Please keep to the lines below from the one with "99L398 98V86L394 85L395" through the one with "392L78 393V373L25 387L16", and restate them word for word, ends included.
(Beginning of MATERIAL PROVIDED)
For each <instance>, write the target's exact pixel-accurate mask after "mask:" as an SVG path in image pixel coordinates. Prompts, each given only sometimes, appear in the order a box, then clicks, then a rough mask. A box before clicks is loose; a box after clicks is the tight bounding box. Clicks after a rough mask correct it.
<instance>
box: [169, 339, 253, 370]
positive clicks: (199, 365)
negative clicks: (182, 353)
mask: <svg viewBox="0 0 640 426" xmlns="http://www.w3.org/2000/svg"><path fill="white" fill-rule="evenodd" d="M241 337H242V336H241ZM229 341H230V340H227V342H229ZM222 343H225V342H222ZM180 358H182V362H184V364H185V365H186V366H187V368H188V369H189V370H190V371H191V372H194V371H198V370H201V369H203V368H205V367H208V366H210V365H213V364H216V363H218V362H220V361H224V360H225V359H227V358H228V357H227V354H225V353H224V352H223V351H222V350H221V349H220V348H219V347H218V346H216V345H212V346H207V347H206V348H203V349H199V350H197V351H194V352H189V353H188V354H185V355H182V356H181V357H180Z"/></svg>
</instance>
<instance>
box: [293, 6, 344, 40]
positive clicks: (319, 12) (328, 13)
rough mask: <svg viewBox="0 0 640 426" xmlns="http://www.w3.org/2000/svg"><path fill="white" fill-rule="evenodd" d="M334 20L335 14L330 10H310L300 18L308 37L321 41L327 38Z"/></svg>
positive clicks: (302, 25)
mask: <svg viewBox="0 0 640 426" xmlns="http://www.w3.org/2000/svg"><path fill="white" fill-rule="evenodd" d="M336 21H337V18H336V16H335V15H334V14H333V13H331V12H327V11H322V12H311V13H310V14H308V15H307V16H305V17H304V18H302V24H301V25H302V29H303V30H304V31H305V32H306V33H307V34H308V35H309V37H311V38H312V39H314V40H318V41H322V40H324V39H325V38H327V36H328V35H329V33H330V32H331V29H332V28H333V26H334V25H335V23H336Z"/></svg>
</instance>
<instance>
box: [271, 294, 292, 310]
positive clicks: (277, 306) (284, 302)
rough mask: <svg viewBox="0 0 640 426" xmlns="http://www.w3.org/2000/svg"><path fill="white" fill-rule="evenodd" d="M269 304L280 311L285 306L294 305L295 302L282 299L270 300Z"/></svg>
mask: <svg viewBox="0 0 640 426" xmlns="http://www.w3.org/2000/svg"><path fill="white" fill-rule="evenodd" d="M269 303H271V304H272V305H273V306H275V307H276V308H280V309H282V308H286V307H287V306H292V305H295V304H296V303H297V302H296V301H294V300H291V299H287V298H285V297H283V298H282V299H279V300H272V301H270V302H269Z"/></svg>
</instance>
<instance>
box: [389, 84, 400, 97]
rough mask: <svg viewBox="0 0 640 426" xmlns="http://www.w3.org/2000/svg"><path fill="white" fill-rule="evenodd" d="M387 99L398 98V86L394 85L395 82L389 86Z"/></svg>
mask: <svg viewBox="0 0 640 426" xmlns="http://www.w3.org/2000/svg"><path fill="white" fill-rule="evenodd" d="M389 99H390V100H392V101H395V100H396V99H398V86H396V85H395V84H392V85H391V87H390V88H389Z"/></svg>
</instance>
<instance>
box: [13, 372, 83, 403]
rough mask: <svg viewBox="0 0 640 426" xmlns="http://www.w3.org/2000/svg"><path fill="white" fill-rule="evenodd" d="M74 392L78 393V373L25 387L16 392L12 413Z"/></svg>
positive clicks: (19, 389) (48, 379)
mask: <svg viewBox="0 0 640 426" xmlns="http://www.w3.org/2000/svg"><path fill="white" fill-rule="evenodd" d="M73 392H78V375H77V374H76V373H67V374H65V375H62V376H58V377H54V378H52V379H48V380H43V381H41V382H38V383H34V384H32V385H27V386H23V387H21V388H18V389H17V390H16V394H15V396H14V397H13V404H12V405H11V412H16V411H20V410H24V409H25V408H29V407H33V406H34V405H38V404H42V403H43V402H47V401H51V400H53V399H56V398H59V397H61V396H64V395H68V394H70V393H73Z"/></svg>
(End of MATERIAL PROVIDED)
ANSWER FOR THE TASK>
rough mask: <svg viewBox="0 0 640 426" xmlns="http://www.w3.org/2000/svg"><path fill="white" fill-rule="evenodd" d="M387 99L398 98V86L394 85L395 82L389 86Z"/></svg>
mask: <svg viewBox="0 0 640 426" xmlns="http://www.w3.org/2000/svg"><path fill="white" fill-rule="evenodd" d="M389 99H390V100H392V101H395V100H396V99H398V86H396V85H395V84H392V85H391V87H390V88H389Z"/></svg>
</instance>
<instance>
box: [13, 372, 83, 403]
rough mask: <svg viewBox="0 0 640 426" xmlns="http://www.w3.org/2000/svg"><path fill="white" fill-rule="evenodd" d="M74 392L78 393V373L25 387L16 392L12 413Z"/></svg>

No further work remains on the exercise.